## begin
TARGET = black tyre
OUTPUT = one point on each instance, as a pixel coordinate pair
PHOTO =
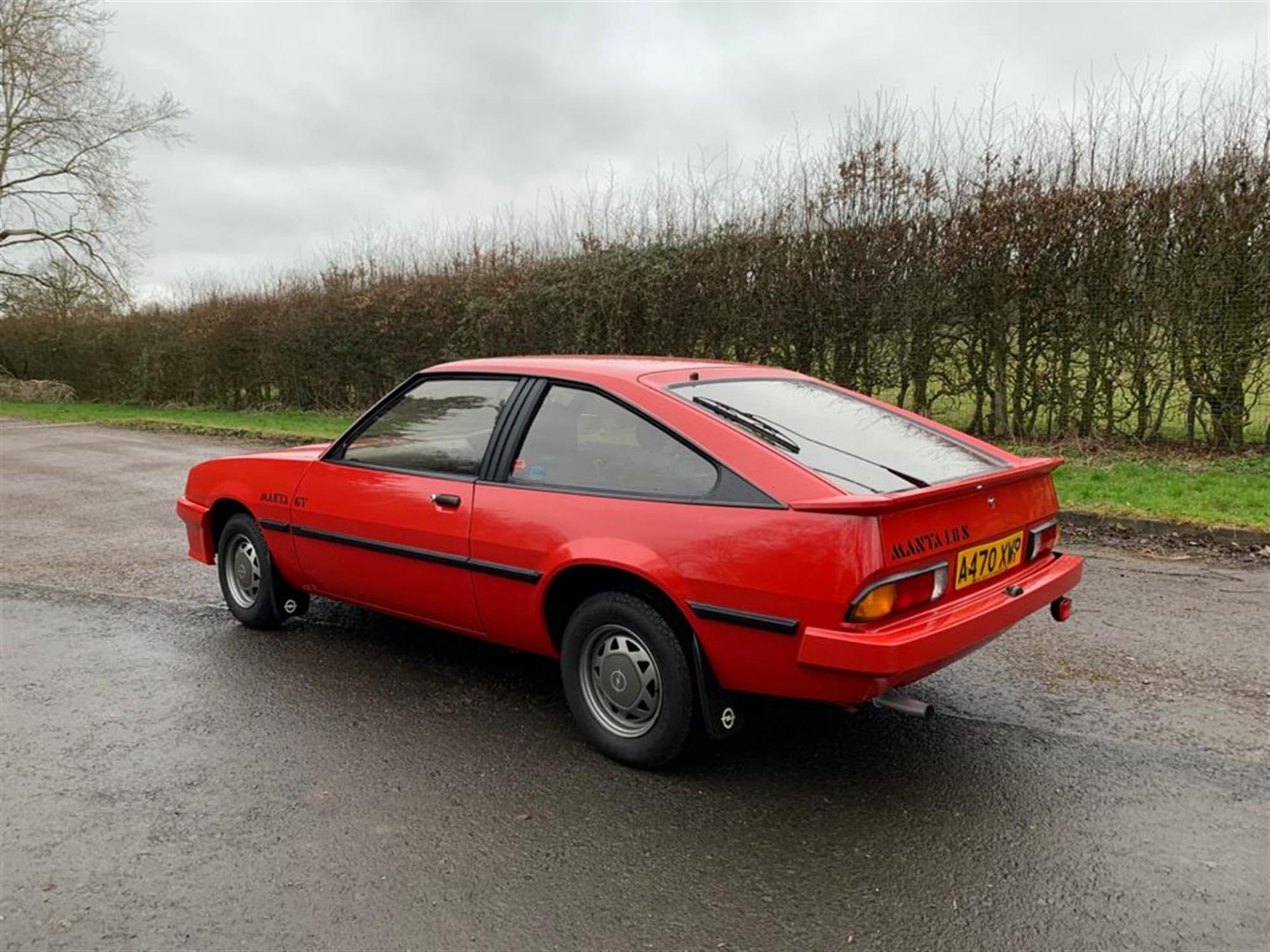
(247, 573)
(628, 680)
## end
## begin
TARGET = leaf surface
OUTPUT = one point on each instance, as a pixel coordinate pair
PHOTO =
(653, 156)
## end
## begin
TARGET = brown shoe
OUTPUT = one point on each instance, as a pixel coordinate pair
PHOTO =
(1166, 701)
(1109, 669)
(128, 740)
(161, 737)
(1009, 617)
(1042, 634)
## end
WHAT THIS TASK INVOLVES → Give the rows starting at the line containing "TARGET = brown shoe" and ending at the line containing "(1042, 634)" as a numbered list, leaving out any blank lines.

COMPLETED EXERCISE →
1. TARGET = brown shoe
2. OUTPUT = one point on each instance, as a pixel coordinate pair
3. PHOTO =
4. (1166, 701)
5. (1109, 669)
6. (128, 740)
7. (161, 737)
8. (1009, 617)
9. (1042, 634)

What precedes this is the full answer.